Assignment:
Carry the piece about therapy during pregnancy further, picking up right after its last sentence.

Page text:

+---+

Looking at your ‘stuff’ is not easy, and most of you probably equate psychotherapy with mild lunacy, so I am not about to advocate my particular (expensive, but cheap at the price) approach. The hardest part about starting therapy is, well, starting it. The second hardest part is finding a good recommended shrink, and stopping it is nigh on impossible. I cannot count how many sessions I had just talking about when I was going to stop. At least I got out before suffering the fate of one friend, however, who knew her time was up when she caught her shrink nodding off as she bared her heart.
If you are in therapy when you fall pregnant, you are in luck. You have a guaranteed space to process the huge change you are going through to become a mother. If you are not, and think shrinks are for mad people, then pregnancy is probably not the time to start anyway. Wait until you feel like murdering your husband, then you are ready.

+---+

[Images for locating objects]
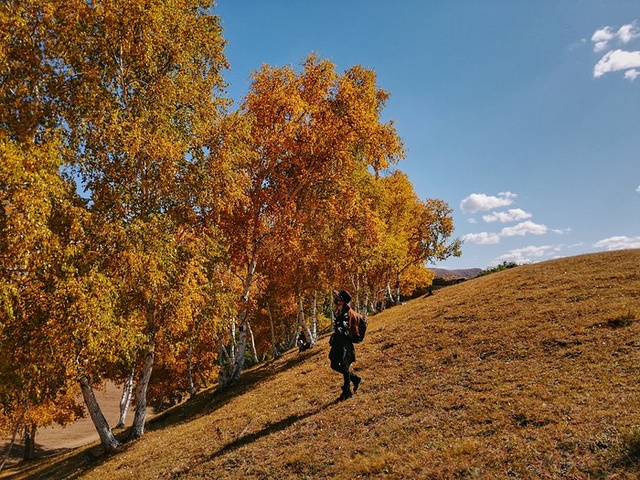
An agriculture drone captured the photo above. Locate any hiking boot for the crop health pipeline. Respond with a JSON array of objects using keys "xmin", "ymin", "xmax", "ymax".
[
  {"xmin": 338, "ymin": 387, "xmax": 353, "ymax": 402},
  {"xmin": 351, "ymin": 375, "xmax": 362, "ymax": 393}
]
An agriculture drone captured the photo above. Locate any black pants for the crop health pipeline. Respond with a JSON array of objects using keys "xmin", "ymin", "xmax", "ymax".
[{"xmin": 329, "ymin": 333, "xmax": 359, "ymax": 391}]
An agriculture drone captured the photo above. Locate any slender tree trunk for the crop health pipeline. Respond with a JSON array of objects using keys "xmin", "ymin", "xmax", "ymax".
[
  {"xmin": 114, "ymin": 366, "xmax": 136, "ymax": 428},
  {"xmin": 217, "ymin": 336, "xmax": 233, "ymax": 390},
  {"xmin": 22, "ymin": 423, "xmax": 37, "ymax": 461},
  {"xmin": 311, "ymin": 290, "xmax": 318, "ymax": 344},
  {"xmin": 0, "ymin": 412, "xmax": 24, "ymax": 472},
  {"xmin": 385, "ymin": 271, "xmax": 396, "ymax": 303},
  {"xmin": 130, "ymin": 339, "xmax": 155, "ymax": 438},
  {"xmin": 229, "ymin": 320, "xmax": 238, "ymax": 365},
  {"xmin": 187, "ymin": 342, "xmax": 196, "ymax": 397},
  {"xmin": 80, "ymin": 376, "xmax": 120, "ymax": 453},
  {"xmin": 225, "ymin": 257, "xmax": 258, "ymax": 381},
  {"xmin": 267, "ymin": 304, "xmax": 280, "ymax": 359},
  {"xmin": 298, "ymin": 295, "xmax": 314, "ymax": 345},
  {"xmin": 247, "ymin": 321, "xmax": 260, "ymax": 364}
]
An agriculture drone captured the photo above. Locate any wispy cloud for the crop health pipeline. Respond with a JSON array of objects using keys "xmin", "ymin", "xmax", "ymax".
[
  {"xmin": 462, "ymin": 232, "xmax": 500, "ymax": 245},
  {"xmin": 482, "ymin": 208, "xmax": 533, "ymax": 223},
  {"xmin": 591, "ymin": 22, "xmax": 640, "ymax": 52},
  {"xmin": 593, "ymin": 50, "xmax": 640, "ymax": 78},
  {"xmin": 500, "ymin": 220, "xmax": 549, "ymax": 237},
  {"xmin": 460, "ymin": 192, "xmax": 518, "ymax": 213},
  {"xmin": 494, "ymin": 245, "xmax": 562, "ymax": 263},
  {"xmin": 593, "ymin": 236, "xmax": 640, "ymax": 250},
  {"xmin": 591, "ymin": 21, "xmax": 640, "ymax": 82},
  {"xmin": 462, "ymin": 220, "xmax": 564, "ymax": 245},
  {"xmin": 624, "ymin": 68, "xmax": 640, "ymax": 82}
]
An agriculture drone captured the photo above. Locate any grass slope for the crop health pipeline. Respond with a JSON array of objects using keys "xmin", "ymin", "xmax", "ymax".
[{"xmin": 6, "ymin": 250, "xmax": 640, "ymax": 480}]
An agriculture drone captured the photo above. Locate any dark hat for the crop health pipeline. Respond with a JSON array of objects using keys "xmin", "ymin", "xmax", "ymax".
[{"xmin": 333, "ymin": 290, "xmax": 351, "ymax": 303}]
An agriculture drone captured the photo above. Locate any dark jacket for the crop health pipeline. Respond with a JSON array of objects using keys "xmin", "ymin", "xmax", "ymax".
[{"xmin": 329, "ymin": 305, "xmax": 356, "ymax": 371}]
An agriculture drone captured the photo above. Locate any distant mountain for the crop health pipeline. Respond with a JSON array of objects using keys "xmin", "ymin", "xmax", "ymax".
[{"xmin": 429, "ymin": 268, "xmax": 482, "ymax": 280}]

+---+

Written response:
Meditation and Visualization
One discipline that you can start while pregnant, that won’t cost you anything and is perfectly safe, is a little meditation. It doesn’t have to be done every day, just when you remember, and it may feel a little strange to do if you haven’t done it before. The difficulty is in ‘making your mind still’ and not sitting there with your eyes closed distracted by the traffic outside or your things-to-do-list that keeps popping into your head. One friend, Isabella, who has just finished a course in Transcendental Meditation, said that she noticed in the first week how she hadn’t shouted once at the children. ‘Meditation gives you some control over your feelings, enabling you to deal with whatever is thrown at you,’ she commented.
Sue Hollins, who teaches meditation courses in Brighton, recommends practising being still for 5 minutes every day while pregnant. ‘Light a candle,’ says Sue, ‘which is a symbol of spiritual practice and has been used in church ceremonies in the West and the East down the ages, and place your feet on the ground. Pregnancy is such a special, sacred time, when you are bringing into the world new life that it is important to hold that and to be present in your body.’
Sue recommended to one of her pregnant students to visualize her baby in the womb, with the womb being the most beautiful place to be. Her student visualized her baby lying on pillows made of angel wings, with blossom falling all around. Towards the end of her pregnancy, when she had problems sleeping, she went on to visualize herself in the same place, and her sleeping improved.
Visualization and affirmations are also used in labour to help women stay calm and focused. Some prefer to use a mantra that they have practised in meditation, while others find a single word or phrase such as ‘release’, ‘open up’ or ‘let go’ to be useful.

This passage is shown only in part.